- **Source records**

========================================

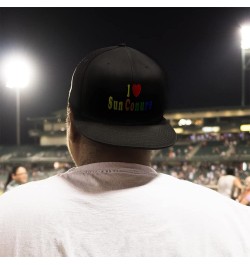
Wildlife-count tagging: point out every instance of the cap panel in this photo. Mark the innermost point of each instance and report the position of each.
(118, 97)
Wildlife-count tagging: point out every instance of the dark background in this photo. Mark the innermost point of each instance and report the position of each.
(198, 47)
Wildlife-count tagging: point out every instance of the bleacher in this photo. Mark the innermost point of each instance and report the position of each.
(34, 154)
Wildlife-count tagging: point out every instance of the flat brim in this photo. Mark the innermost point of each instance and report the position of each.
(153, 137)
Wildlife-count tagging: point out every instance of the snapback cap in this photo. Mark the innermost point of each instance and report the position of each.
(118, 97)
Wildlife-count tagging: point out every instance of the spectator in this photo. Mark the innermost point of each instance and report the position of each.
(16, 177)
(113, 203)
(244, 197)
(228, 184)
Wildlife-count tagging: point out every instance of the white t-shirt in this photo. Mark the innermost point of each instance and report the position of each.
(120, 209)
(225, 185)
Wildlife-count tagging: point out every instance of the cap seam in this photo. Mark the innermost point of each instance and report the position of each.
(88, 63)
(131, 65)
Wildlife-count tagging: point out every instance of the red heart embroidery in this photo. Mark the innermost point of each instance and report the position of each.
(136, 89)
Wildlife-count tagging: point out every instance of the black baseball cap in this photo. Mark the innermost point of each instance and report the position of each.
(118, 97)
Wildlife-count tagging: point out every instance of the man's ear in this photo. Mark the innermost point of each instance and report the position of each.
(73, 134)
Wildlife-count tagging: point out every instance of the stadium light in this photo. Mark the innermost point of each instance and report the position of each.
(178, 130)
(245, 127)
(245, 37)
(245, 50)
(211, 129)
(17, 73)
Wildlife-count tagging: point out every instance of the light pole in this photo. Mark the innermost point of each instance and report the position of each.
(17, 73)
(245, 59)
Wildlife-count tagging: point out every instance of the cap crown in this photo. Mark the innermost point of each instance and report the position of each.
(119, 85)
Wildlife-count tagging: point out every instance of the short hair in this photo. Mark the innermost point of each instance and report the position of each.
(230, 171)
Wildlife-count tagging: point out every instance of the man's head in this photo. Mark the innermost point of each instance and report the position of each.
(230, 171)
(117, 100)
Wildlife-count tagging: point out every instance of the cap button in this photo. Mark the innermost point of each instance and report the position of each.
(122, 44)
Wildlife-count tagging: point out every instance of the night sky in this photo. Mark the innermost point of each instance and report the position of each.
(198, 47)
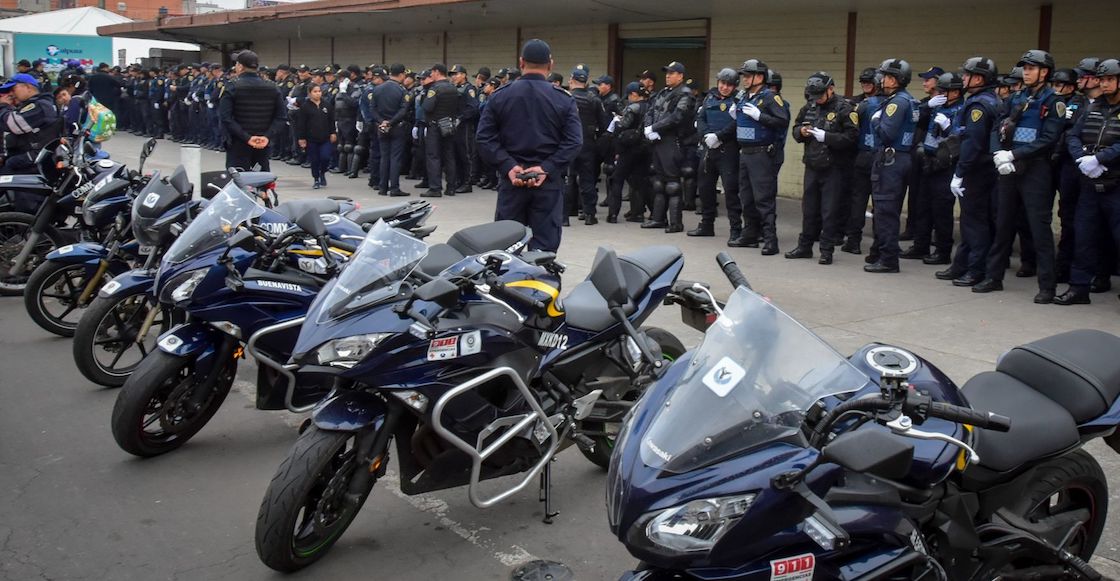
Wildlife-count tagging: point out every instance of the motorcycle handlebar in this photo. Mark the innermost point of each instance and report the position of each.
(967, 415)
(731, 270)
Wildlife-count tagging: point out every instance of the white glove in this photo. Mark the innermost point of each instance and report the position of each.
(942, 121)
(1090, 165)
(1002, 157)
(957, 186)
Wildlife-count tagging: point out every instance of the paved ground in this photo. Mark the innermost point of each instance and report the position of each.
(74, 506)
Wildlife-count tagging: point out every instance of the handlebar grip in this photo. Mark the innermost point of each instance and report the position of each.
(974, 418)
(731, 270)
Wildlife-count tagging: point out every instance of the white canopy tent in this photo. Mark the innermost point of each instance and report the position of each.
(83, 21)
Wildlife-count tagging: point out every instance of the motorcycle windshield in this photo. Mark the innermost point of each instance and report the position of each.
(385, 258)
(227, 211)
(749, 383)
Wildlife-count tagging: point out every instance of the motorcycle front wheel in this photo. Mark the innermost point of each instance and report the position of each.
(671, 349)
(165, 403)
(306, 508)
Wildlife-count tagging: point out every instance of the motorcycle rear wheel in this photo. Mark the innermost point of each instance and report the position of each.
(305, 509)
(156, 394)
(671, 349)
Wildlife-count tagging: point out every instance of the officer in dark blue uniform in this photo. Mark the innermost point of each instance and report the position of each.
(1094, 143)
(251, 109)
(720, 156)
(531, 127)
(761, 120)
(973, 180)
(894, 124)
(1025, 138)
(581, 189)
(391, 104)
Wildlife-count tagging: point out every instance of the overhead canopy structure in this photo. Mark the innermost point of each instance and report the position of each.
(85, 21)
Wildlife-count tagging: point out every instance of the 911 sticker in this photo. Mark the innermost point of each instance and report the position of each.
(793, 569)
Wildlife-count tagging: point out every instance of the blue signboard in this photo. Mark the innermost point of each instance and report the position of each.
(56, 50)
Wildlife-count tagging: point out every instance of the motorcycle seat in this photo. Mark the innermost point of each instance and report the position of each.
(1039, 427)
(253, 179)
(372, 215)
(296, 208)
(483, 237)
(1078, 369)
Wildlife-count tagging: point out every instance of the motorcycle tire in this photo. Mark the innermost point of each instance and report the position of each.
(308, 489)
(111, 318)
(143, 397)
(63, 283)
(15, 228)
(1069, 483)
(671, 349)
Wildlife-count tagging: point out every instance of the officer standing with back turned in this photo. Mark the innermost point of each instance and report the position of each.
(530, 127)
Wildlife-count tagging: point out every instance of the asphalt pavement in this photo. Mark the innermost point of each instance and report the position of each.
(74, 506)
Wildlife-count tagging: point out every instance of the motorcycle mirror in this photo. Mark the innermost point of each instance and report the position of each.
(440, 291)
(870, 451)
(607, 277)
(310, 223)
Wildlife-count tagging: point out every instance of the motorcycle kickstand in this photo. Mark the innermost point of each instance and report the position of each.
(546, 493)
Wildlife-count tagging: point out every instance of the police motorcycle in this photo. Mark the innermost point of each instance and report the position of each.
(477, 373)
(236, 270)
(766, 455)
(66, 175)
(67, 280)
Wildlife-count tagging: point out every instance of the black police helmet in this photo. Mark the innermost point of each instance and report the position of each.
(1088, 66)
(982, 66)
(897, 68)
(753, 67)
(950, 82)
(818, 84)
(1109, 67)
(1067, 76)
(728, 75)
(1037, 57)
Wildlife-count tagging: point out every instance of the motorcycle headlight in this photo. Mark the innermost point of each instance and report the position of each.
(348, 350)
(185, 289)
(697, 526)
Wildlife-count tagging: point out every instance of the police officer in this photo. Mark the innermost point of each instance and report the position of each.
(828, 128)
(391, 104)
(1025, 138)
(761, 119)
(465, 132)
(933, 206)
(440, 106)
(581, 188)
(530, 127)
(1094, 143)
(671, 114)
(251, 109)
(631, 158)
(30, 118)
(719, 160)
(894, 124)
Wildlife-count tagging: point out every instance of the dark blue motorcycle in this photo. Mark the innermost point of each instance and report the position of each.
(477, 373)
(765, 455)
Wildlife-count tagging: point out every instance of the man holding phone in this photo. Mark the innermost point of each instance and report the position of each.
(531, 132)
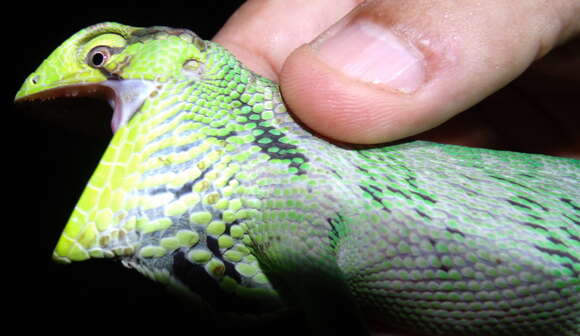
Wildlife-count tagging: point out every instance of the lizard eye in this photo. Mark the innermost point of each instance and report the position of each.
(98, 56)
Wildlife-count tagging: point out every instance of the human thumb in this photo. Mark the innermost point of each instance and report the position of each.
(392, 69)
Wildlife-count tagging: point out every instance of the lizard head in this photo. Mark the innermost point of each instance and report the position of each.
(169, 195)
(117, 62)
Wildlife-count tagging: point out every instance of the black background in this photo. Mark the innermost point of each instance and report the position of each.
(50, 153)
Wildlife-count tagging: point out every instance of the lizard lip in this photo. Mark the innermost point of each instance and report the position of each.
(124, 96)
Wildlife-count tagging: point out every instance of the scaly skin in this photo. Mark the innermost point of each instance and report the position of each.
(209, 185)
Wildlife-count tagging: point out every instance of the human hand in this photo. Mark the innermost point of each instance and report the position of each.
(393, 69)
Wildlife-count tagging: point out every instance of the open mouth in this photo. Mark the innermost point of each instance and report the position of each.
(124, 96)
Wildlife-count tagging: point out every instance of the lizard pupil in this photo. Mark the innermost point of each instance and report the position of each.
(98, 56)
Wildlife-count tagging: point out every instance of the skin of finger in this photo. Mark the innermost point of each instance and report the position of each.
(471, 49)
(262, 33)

========================================

- **Exercise task**
Update every entry above so that "innermost point" reads "central point" and nothing else changes. Leave the pictures out of your copy.

- **Response to the exercise**
Wildlife-count tagging: point out every instance of the cap panel in this photo. Mark the central point of each instance and report the position of each.
(118, 97)
Wildlife-count tagging: point out every instance of the dark background in this photo. Mark the central point of each instance and report the position of each.
(198, 47)
Wildlife-count tagging: point out every instance of the bleacher in this photo. Mark the central point of each instance and report the position of each.
(34, 154)
Wildlife-count tagging: point out every instance of the flat brim in this photo. Mark the central point of each instance and report the position of each.
(153, 137)
Wildlife-count tagging: point out every instance of the snapback cap in this photo. Mark the central point of each instance and report the position of each.
(118, 97)
Wildlife-count tagging: point out every instance of the spectator in this photo. Mark the central point of each instance and report the position of each.
(16, 177)
(113, 203)
(244, 197)
(228, 184)
Wildlife-count tagging: point out every instance of the white t-shirt in this photo. Mark the central point of each instance and report the position of each.
(120, 209)
(225, 185)
Wildlife-count tagging: point out every instance of the cap seam in this photo. Mark the central point of each instance and report the position of each.
(88, 63)
(131, 65)
Wildlife-count tagging: point out every instance of the red heart embroidery in this photo. Mark the central point of each instance and report the position of each.
(136, 89)
Wildlife-count tagging: point out every instance of the black baseball cap in this photo. Mark the central point of each instance and report the position of each.
(118, 97)
Wildlife-count tagging: point out every instance of the man's ear in this photo. Mark the central point of each instance and report the position of each.
(73, 134)
Wildlife-count tagging: point out every instance of the stadium light in this photo. Mark the central point of each instance and report the position of each.
(178, 130)
(245, 127)
(245, 37)
(245, 50)
(211, 129)
(17, 73)
Wildlife-count tagging: point out every instance of the light pole in this photo. Mark the central point of each instance and report the position of each.
(17, 73)
(245, 59)
Wildlife-count tagging: point out every instance of the cap crown in this photo. Mark the central point of each instance and report the position of each.
(119, 85)
Wildlife-count tagging: point out every instance of the short hair in this photo. Mark the central point of each instance and report the position of each.
(230, 171)
Wildlife-count tagging: point out every instance of the man's head in this photo. Mark the central point of each instance and report the position of each.
(230, 171)
(117, 100)
Wildlife-count tagging: point out every instance of the cap button in this photo. Mark the central point of each instance and report the position of each.
(122, 44)
Wildlife-count tagging: point out every instance of the night sky in this photo. Mark the central point of each instance and report the position of each.
(198, 47)
Wildlife-count tagging: point out every instance of the motorcycle handlebar in this photo. Mark the central point of each instance and report the position of each.
(967, 415)
(731, 270)
Wildlife-count tagging: point out every instance of the white glove in this photo. Mark the central point of each instance and report the position of each.
(942, 121)
(1090, 165)
(1002, 157)
(957, 186)
Wildlife-count tagging: point out every instance of the paved ground in this photo. Mark the central point of each instance and report the position of each.
(74, 506)
Wildlife-count tagging: point out every instance of the handlebar grip in this photo. Mark the central point of each instance and report the position of each.
(974, 418)
(731, 270)
Wildlife-count tagging: point out every instance of the white canopy tent in this photo. Mark the central point of each instance and report the position of each.
(83, 21)
Wildlife-count tagging: point out every instance of the motorcycle windshield in this photo. Mark the central point of each instance and report the position of each.
(385, 258)
(227, 211)
(749, 383)
Wildlife-count tagging: point out every instance of the motorcycle front wheel in this photo. Mark the central point of each instance and report the position of each.
(671, 349)
(165, 403)
(306, 508)
Wildlife-count tagging: point out every instance of the motorcycle rear wheel in this photo. Mark the central point of each instance and report the position of each.
(305, 509)
(156, 394)
(671, 349)
Wildlife-count tagging: point out every instance of the officer in dark blue uniform in this photo. Mark the central point of each instance and report the position of each.
(1094, 143)
(251, 109)
(720, 156)
(531, 127)
(761, 120)
(973, 180)
(894, 124)
(1025, 138)
(581, 189)
(391, 104)
Wildlife-count tagging: point out every instance of the overhead canopy structure in this photo. Mark the central point of each instance and report the position of each.
(85, 21)
Wildlife-count tagging: point out every instance of the 911 sticker in this photo. Mark the central point of each instance and report the position of each.
(793, 569)
Wildlife-count tagging: point out every instance of the blue signboard in this photo. Mark the central point of each instance and report the position of each.
(56, 50)
Wildlife-count tagging: point out every instance of the motorcycle seat in this photo. Mark the central point of each instance and report the position of each.
(1039, 427)
(253, 179)
(372, 215)
(296, 208)
(483, 237)
(1078, 369)
Wildlife-count tagging: point out every instance of the motorcycle tire in this photo. Mark the central point of each instance and report the position of each.
(308, 489)
(111, 318)
(143, 397)
(63, 283)
(15, 228)
(1069, 483)
(671, 349)
Wildlife-count tagging: point out every instance of the officer standing with back turned in this photo. Mark the central point of each instance and report the position of each.
(530, 127)
Wildlife-count tagging: point out every instance of the asphalt pavement in this photo. Mark the central point of each instance and report the position of each.
(74, 506)
Wildlife-count tagging: point out every instance of the motorcycle mirror in this photo. Mark the central point of each instance and report the position of each.
(440, 291)
(870, 451)
(607, 277)
(310, 223)
Wildlife-count tagging: point out every instance of the motorcycle kickstand in this photo. Mark the central point of each instance and report the position of each.
(546, 493)
Wildlife-count tagging: point out every instance of the police motorcycle in this photo. Mark the central point of each instance and report the position of each.
(477, 373)
(236, 270)
(766, 455)
(66, 175)
(67, 280)
Wildlife-count tagging: point out every instance of the black police helmet in this photo. Mark the central point of each instance and report the position of each.
(1088, 66)
(982, 66)
(897, 68)
(753, 67)
(950, 82)
(818, 84)
(1109, 67)
(1067, 76)
(728, 75)
(1037, 57)
Wildlife-count tagging: point out every instance of the motorcycle headlight in this photo. Mark the central point of each instance and report the position of each.
(348, 350)
(185, 289)
(697, 526)
Wildlife-count tagging: point out every instance of the police officer in this photo. Mark the central point of each instance and report the position of each.
(828, 128)
(391, 104)
(1025, 138)
(761, 119)
(465, 132)
(933, 206)
(440, 106)
(581, 188)
(530, 127)
(1094, 143)
(671, 114)
(251, 109)
(631, 158)
(30, 118)
(719, 160)
(894, 124)
Wildlife-count tagging: point out every instance of the dark blue motorcycle in this photo. Mark the central point of each instance and report the position of each.
(477, 373)
(765, 455)
Wildlife-count tagging: point out every instance of the man holding phone in this photo. Mark the central point of each instance and report the position of each.
(531, 132)
Wildlife-count tagging: point out every instance of the lizard eye in this photo. Mark the central point of each instance and report the position of each.
(98, 56)
Wildlife-count tagging: point out every instance of the human thumb in this photo. Mark the central point of each instance and report the position of each.
(392, 69)
Wildlife-count tagging: point out every instance of the lizard head in this photo. Mark the central point of each instance and report the position of each.
(169, 195)
(117, 62)
Wildlife-count tagging: point out every instance of the black background in this photo. Mark the central point of each instance and report the position of each.
(50, 153)
Wildlife-count tagging: point out every instance of the lizard lip in this photo. Mark the central point of each instance and report the position of each.
(124, 96)
Wildlife-count tagging: point out every instance of the scaly skin in this photo. Mark the central point of each instance and report the position of each.
(209, 185)
Wildlife-count tagging: point out every instance of the human hand in this photo. Mark the central point of each instance and report the position of each.
(393, 69)
Wildlife-count tagging: point out every instance of the open mouth in this photo. Mark the central point of each instance and report the position of each.
(124, 96)
Wildlife-count tagging: point out every instance of the lizard pupil in this photo. Mark the central point of each instance and report the position of each.
(98, 56)
Wildlife-count tagging: point out every instance of the skin of finger in this photo. Mark the central point of each instance and report the position of each.
(471, 49)
(262, 33)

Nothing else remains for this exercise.